Wednesday 16 September 2015

Intelligent Machines: New York's super smart AI couple


Amelia

If you thought that wandering round a party trying to "network" with people was awkward, try making small talk with a machine. I recently went to New York to meet two - a virtual assistant dubbed Amelia owned by IPsoft and the IBM-owned cognitive platform Watson.

First problem - you aren't sure what questions you can ask and what you can't. These machines are not yet ready for general chit-chat. They are only as good as the data that they have ingested.

Amelia is the embodiment of smart efficiency - her on-screen avatar projecting the image of an ambitious and business-like young woman.

I start with small talk and ask her, perhaps stupidly, how she is. It doesn't compute. I ask her where she lives."Right in front of you", she replies.OK that is logical but not exactly chatty so I try a new tack - asking her what she can talk about. It turns out that there is a wide range of conversation avenues she wants to go down - from how to install fire and smoke alarms, to help with my mortgage.

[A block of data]
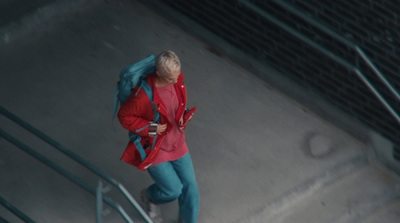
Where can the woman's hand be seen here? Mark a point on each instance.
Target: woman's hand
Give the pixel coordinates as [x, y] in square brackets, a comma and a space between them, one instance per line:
[161, 128]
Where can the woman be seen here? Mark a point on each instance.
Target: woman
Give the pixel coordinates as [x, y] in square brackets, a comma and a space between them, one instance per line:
[169, 164]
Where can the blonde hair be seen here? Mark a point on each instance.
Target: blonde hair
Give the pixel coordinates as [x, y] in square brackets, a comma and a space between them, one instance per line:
[167, 62]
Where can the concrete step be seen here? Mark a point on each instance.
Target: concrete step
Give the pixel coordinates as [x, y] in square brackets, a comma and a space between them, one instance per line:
[351, 199]
[390, 213]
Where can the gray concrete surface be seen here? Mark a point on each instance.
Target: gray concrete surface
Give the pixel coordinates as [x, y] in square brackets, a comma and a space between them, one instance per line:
[259, 155]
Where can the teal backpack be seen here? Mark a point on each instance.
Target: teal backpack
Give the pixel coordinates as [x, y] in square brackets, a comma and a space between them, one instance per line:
[131, 76]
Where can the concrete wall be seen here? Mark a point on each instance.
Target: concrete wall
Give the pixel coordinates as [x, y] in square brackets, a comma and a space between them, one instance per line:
[372, 25]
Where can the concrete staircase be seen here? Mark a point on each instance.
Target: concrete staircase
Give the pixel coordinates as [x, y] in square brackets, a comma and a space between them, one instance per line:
[366, 195]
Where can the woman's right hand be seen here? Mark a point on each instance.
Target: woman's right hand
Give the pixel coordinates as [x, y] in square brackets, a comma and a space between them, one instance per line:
[161, 128]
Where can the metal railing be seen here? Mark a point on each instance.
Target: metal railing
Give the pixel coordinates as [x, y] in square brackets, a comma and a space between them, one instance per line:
[76, 158]
[15, 211]
[361, 54]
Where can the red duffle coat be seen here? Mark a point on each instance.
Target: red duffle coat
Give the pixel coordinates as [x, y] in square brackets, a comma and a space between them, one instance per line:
[136, 114]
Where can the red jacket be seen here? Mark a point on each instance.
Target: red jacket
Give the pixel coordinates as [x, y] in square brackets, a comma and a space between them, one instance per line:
[136, 113]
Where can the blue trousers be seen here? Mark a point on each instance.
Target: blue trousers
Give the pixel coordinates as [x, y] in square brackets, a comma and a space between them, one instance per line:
[176, 180]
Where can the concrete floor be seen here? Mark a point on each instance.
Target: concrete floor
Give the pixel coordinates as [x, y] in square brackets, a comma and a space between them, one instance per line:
[259, 155]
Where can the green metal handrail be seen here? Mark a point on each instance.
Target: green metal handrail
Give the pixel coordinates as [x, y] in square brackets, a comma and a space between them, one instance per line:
[330, 54]
[76, 158]
[63, 172]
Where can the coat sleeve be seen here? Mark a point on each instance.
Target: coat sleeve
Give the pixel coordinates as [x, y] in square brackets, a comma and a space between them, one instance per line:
[136, 114]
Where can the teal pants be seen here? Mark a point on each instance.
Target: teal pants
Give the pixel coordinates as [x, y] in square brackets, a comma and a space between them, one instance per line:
[176, 180]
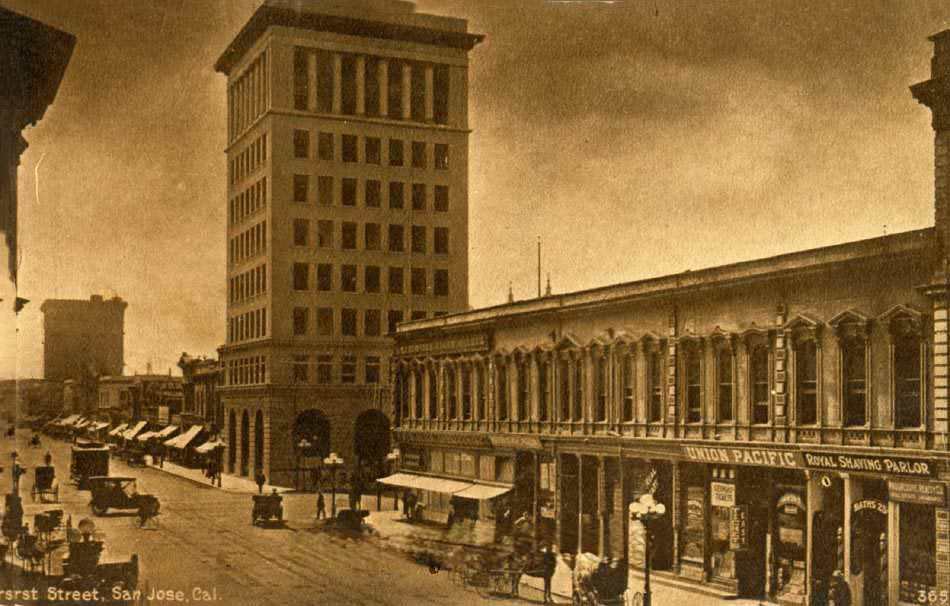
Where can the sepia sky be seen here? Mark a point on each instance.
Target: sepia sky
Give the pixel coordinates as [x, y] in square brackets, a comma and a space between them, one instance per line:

### AIM 1
Copy the article on New York's AI couple word for word, starting at "Wednesday 16 September" and ending at "cognitive platform Watson.".
### AIM 2
According to the article on New York's AI couple, which company owns the cognitive platform Watson?
### AIM 3
Write the next part of the article on New York's AI couple, picking up after its final sentence.

### EXERCISE RESULT 1
Wednesday 16 September 2015

Intelligent Machines: New York's super smart AI couple


Amelia

If you thought that wandering round a party trying to "network" with people was awkward, try making small talk with a machine. I recently went to New York to meet two - a virtual assistant dubbed Amelia owned by IPsoft and the IBM-owned cognitive platform Watson.

### EXERCISE RESULT 2
IBM

### EXERCISE RESULT 3
Amelia is being used in a wide variety of industries - she is a cosmetic adviser for one of the largest retailers in Japan, a financial adviser for a large New York-based investment house and a vendor manager for oil and gas contractor Baker Hughes.

Graphical representation of Amelia's brain

She is the result of 17 years worth of work from her charismatic and enthusiastic creator Chetan Dube and his team of scientists from fields as diverse as computational linguistics, semantic networks, spread activation and affective computing.

Prof Dube began thinking about such a creation when he was assistant professor of mathematics at New York University.

Seventeen years later he believes we are at the breakthrough moment for AI - which will, he predicts, become "the megatrend of the 21st Century".

Already there are plenty of virtual assistants available on the web, like furniture store Ikea's Anna, who is designed to help you around the website.


Office worker


But ask Anna to go outside of her comfort zone and answer a question about something other than soft furnishing, and she gets dumb pretty quickly.

Amelia is different, according to Prof Dube, because she has been developed by studying how the human brain processes information.

"We study how neural mind maps work. Not just the syntax of what is said but the semantics of what is said," he tells the BBC.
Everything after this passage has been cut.